# Given request:
Reproduce every line of the material below, but drop the pictures.

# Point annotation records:
● ● ● ● ● ● ●

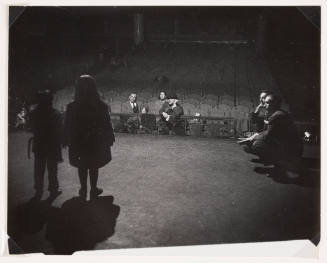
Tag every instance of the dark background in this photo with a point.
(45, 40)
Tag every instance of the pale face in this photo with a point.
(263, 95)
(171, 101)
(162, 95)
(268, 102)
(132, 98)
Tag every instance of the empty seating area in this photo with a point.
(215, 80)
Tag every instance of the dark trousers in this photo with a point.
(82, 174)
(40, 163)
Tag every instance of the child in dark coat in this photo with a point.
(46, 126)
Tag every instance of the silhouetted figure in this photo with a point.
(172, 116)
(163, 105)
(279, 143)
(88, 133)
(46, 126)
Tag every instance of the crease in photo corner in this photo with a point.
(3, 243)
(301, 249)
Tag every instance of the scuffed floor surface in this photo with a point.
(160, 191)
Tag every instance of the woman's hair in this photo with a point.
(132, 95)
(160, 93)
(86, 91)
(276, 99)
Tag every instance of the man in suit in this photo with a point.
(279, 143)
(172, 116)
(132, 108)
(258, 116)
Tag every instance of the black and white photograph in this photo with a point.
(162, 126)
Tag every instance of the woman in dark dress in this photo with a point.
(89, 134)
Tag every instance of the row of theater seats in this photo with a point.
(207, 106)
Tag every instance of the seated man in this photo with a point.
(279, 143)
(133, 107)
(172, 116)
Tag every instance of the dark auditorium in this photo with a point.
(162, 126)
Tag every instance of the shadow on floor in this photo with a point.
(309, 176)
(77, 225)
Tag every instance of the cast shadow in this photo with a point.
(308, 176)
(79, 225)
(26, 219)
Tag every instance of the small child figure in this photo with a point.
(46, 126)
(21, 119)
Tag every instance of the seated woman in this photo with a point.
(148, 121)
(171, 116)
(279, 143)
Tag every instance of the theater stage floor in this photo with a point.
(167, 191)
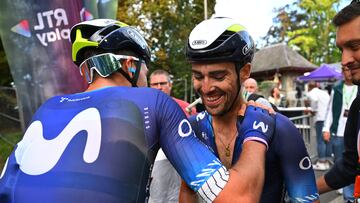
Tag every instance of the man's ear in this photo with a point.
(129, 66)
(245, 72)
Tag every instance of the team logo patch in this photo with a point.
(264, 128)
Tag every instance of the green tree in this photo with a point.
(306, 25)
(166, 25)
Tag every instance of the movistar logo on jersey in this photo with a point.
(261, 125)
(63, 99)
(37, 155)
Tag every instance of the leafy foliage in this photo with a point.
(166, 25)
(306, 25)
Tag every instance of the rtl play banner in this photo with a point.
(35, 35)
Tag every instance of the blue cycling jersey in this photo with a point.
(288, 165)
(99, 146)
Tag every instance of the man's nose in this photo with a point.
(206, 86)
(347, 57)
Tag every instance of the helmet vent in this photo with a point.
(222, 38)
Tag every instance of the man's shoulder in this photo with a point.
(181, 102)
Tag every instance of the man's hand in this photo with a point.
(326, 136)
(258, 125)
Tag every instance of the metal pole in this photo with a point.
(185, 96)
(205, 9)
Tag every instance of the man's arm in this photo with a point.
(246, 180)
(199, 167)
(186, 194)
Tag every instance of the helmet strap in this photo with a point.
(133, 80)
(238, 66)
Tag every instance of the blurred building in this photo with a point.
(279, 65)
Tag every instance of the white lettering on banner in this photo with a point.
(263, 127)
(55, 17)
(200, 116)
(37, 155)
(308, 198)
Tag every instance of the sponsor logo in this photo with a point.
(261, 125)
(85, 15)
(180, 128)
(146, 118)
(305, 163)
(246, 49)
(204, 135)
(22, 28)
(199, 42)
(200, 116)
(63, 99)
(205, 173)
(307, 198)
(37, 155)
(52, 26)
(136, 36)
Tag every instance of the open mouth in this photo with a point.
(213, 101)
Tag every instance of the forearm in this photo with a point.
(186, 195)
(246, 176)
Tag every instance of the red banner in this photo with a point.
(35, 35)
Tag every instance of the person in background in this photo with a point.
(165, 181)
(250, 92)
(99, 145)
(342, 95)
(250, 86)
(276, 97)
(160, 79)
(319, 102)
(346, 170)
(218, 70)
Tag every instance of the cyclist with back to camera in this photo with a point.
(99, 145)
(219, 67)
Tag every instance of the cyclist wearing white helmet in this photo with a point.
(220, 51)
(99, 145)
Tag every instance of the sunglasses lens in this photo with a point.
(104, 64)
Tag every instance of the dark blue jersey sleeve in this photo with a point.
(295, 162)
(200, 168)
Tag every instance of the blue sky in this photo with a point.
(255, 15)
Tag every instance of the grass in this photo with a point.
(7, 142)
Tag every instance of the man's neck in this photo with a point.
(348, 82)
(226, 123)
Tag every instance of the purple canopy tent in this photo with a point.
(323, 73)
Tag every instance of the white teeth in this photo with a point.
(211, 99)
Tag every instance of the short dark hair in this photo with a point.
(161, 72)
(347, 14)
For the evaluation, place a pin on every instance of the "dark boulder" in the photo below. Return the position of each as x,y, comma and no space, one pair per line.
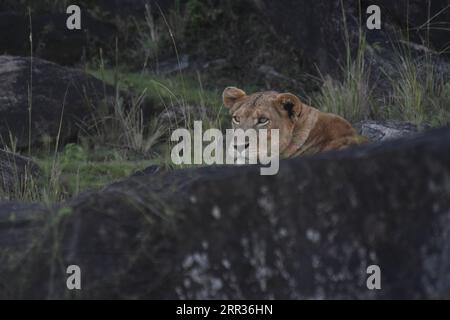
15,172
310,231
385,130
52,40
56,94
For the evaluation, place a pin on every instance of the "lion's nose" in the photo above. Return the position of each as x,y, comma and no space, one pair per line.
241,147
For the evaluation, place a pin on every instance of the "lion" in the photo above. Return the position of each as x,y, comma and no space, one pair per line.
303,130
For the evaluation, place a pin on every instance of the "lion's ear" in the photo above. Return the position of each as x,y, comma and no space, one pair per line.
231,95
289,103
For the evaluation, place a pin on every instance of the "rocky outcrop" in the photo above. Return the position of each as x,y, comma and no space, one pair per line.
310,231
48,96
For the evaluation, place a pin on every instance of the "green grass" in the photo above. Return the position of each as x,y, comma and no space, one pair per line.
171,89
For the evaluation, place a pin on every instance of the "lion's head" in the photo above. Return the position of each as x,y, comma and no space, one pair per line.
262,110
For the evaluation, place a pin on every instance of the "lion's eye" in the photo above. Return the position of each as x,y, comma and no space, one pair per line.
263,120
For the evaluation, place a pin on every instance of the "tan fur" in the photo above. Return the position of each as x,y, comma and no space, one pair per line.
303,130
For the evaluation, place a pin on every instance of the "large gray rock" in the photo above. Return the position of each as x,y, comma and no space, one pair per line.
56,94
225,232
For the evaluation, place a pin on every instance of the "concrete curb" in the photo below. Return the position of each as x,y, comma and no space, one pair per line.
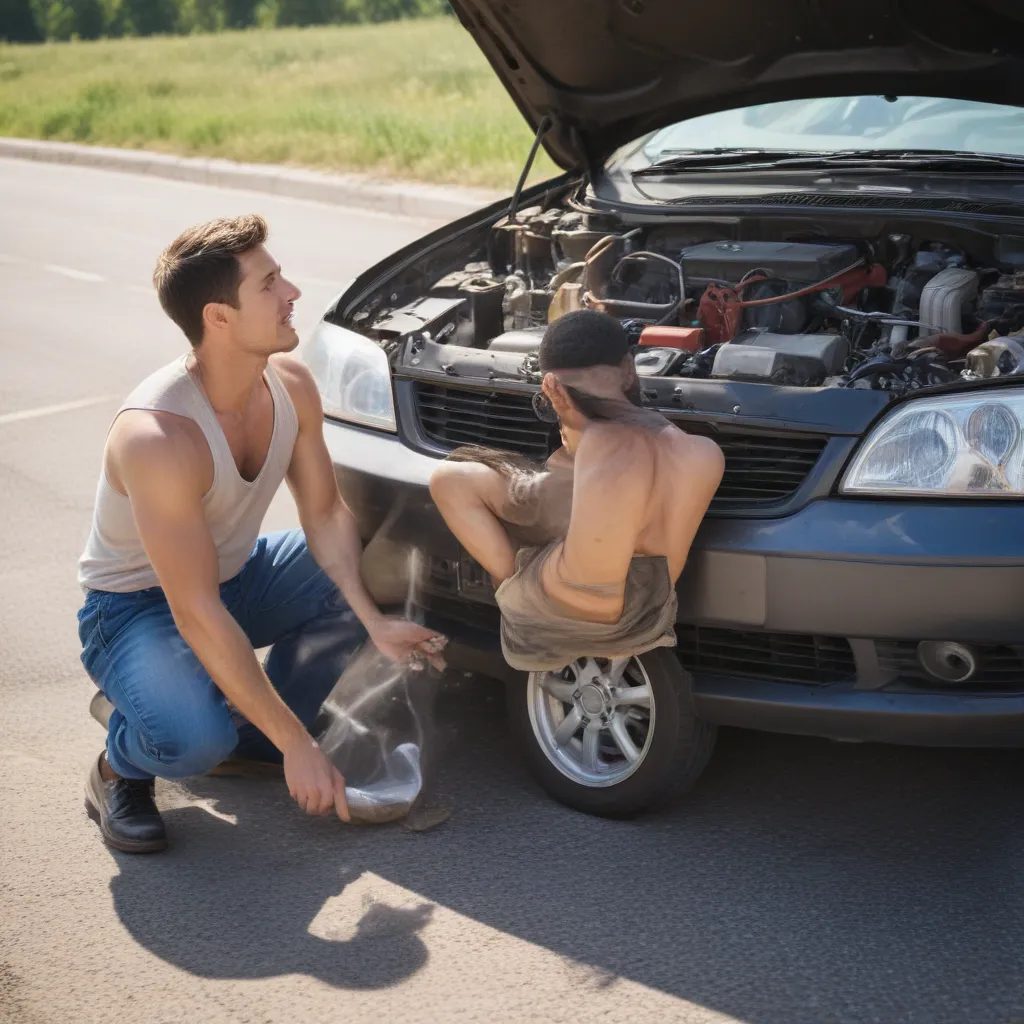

● ● ● ● ● ● ●

# Answer for this exercise:
Tag every instance of the dark background in this photo with a point.
(45, 40)
Tag every instance of the pale face in this photo with a point.
(263, 95)
(171, 101)
(162, 95)
(268, 102)
(132, 98)
Tag every instance of the empty seating area in this photo with a point.
(215, 80)
Tag every instance of the dark trousers in this photo with a point.
(82, 174)
(40, 163)
Tag every instance of the child in dark coat in this photo with a point.
(46, 126)
Tag every instance of the silhouetted figure in this photo with a point.
(172, 116)
(163, 105)
(279, 143)
(88, 133)
(46, 126)
Tag every instance of the crease in photo corner in this photo with a point.
(3, 243)
(301, 249)
Tag every instance of the scuffed floor surface in this photo with a point.
(160, 191)
Tag every instance of the woman's hair in this photo with a point.
(132, 95)
(160, 93)
(86, 91)
(276, 99)
Tag every instance of the man in suit in this photo with a point.
(279, 143)
(172, 116)
(132, 108)
(258, 116)
Tag every instance of the black and white photograph in this photo with a point.
(162, 126)
Tag every instance of the woman in dark dress in this photo with a point.
(89, 134)
Tag every instance of the row of theater seats in this photo with a point.
(207, 106)
Tag every instance of the seated man in this photo with a point.
(279, 143)
(133, 107)
(172, 116)
Tag every instance of the dark auditorium in this photo with a point.
(162, 126)
Tag every instance of the shadow on floor in this photo with a point.
(309, 176)
(77, 225)
Tag every instance of the cast shadow in this photo with a point.
(308, 176)
(79, 225)
(26, 219)
Tag every instance of the small child figure in this photo with a point.
(46, 126)
(21, 119)
Tag every instance of the seated woman in this photo with a point.
(148, 121)
(171, 116)
(279, 143)
Tag every instance of the theater stage floor in this photo with a point.
(167, 191)
Tag every instance of the man's ear in this photo with a point.
(129, 66)
(245, 72)
Tag every instance of the team logo patch in this photo with a point.
(264, 128)
Tag every instance of the green tree in this photo with a point.
(306, 25)
(166, 25)
Tag every instance of the movistar logo on jersey in this photo with a point.
(261, 125)
(63, 99)
(37, 155)
Tag every instance of the leafy foliage in this photo with a point.
(166, 25)
(306, 25)
Tag every instance of the rtl play banner in this photo with a point.
(35, 35)
Tag every instance of the blue cycling jersey in this photo with a point.
(288, 165)
(99, 146)
Tag every instance of the man's nose in this photo with a point.
(206, 86)
(347, 57)
Tag every instance of the helmet vent in this photo with a point.
(222, 38)
Tag every instance of the man's shoulder in this photo with a point.
(181, 102)
Tag every instance of the man's hand in this photo with a point.
(326, 136)
(258, 125)
Tag every instance of the metal pole in this photo with a point.
(185, 96)
(205, 9)
Tag every instance of the man's arm in this photo with a point.
(246, 180)
(199, 167)
(186, 194)
Tag every instance of the helmet strap in this photo with a point.
(133, 80)
(238, 66)
Tag every instance of the blurred building in this photo with a point.
(279, 65)
Tag every instance of the white lettering on banner in this photo with a point.
(263, 127)
(55, 17)
(200, 116)
(37, 155)
(308, 198)
Tag every instance of the sponsor logo in this photo with a point.
(261, 125)
(85, 15)
(180, 128)
(146, 118)
(305, 163)
(246, 49)
(204, 135)
(22, 28)
(199, 42)
(200, 116)
(63, 99)
(205, 173)
(307, 198)
(37, 155)
(52, 26)
(136, 36)
Tag every instance of the open mouth in this photo with a point.
(213, 101)
Tag every instance of the forearm in this photo with a point.
(186, 195)
(246, 176)
Tag every instance of the red banner in this photo with a point.
(35, 35)
Tag every instance of the person in background in this photo with a point.
(165, 181)
(250, 92)
(99, 145)
(342, 95)
(250, 86)
(276, 97)
(160, 79)
(319, 102)
(346, 170)
(218, 70)
Tag every instance of the cyclist with back to camera in this photo with a point.
(99, 145)
(219, 67)
Tag every instance of the cyclist wearing white helmet in this photo with a point.
(220, 51)
(99, 145)
Tag every instance of the sunglasses lens in this photo with a point.
(104, 64)
Tag every instance of the dark blue jersey sleeve in this photo with a point.
(295, 162)
(200, 168)
Tag every instance of the blue sky in this photo with a point.
(255, 15)
Tag every instance of the grass in this photo with a point.
(7, 142)
Tag every instance of the man's neck in this photo with a point.
(348, 82)
(226, 123)
Tag every instance of the purple canopy tent in this photo with a point.
(323, 73)
Tag every instance of the white teeth in this photo with a point.
(211, 99)
Tag every instance of the short dark hair in this photo with a point.
(161, 72)
(347, 14)
For the evaluation, place a pin on every instance of the "dark boulder" in the photo below. Return the position of each as x,y, comma and no space, one pair per line.
15,172
310,231
385,130
52,40
56,94
For the evaluation, place a pin on every instance of the "lion's nose" in the photo above. Return the position of each as x,y, comma and no space, one pair per line.
241,147
For the evaluation, place a pin on every instance of the "lion" in the photo above. Return the position of each as x,y, comma and no space, one pair per line.
303,130
For the evaluation, place a pin on every instance of the "lion's ear" in the photo above. Return the position of each as x,y, comma and no space, one pair per line.
231,95
289,103
For the evaluation, place a pin on every instance of the "rocky outcrop" in the photo above. Return the position of each as x,y, comma and no space, one pair per line.
310,231
48,96
For the evaluation, place a pin on every instance of the "green grass" in the photo above. Return the position of each as x,y, comma and no space, one pair per line.
171,89
For the evaluation, place a pin on every instance of the "lion's head" in the photo above. Return the position of each as x,y, comma and no space, one pair per line.
262,110
For the evaluation, place a pin on every instance of the "lion's eye" in the photo above. Return the position of each as x,y, comma and no space, one pair per line.
263,120
For the evaluation, place a pin on every instance of the "tan fur" in the photo above. Return the position of each as x,y, comma and no space, one pair per line.
303,130
For the evaluation, place a pin on every instance of the "large gray rock" in the photo above. Return the position of each as x,y, comma and no space, one pair per line.
56,94
225,232
For the evaluation, place a pin on every instance of the "concrete curb" in the photo below. Return the position of each as x,y, comma and no space, one pair per line.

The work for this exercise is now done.